The UN’s food-price index rose from 176 points from a year earlier, with all five food groups advancing. The dairy index climbed to 230 points in February from 221.3 in January.
Milk futures traded in Chicago jumped 15 per cent last month following a 26 per cent surge in January, the biggest monthly gain since March 2004. Whole-milk powder prices rose to a record in its biweekly auction, Fonterra Cooperative Group Ltd, the world’s biggest dairy exporter, said March 1.
The FAO’s sugar-price index slipped to 418 points from a record 420.2 points in the previous month. The UN agency’s index is trade-weighted, with the sweetener accounting for 7 per cent. Raw-sugar prices climbed 37 per cent in New York in the past year.
Meat prices
The gauge for meat, which makes up 35 per cent of the overall index, rose to 169 points from 165.9 points. Meat is a “significant” part of the diet in developed countries, which may see more inflation from food than in 2007-08, according to Ken Ash, trade and agriculture director at the OECD.
A gauge of cooking oils and fats gained to 279 points from 277.7, the FAO said. Its cereal-price index climbed to 254 points from 244.8 in January, below the peak level of 274.3 in April 2008, the report showed.
Countries probably spent at least $1 trillion on food imports in 2010, with the poorest paying as much as 20 per cent more than in 2009, the UN has said. Surging food and energy costs are stoking emerging-market inflation and have the power to topple governments, Nouriel Roubini, the New York University economist who predicted the financial crisis, said January 26.
Food prices’ effect on poor consumers is less severe than three years ago, when costs also surged, because rice rose less than other grains, according to the Organization for Economic Cooperation and Development. Rice is the staple food of more than half of the world population, according to the International Rice Research Institute.

**Data segment**

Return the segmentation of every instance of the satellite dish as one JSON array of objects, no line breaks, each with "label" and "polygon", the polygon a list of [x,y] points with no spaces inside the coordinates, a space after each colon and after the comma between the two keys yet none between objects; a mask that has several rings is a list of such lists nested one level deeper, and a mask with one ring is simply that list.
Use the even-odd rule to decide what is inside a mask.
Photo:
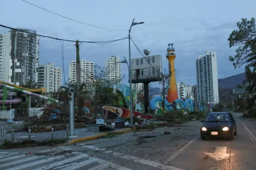
[{"label": "satellite dish", "polygon": [[149,51],[147,49],[145,49],[143,50],[143,52],[146,55],[149,55]]}]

**What you need to do**
In the food-price text, what share of the overall index does meat make up? The listing comes from a separate source.

**Task solution**
Meat makes up 35 percent of the overall index.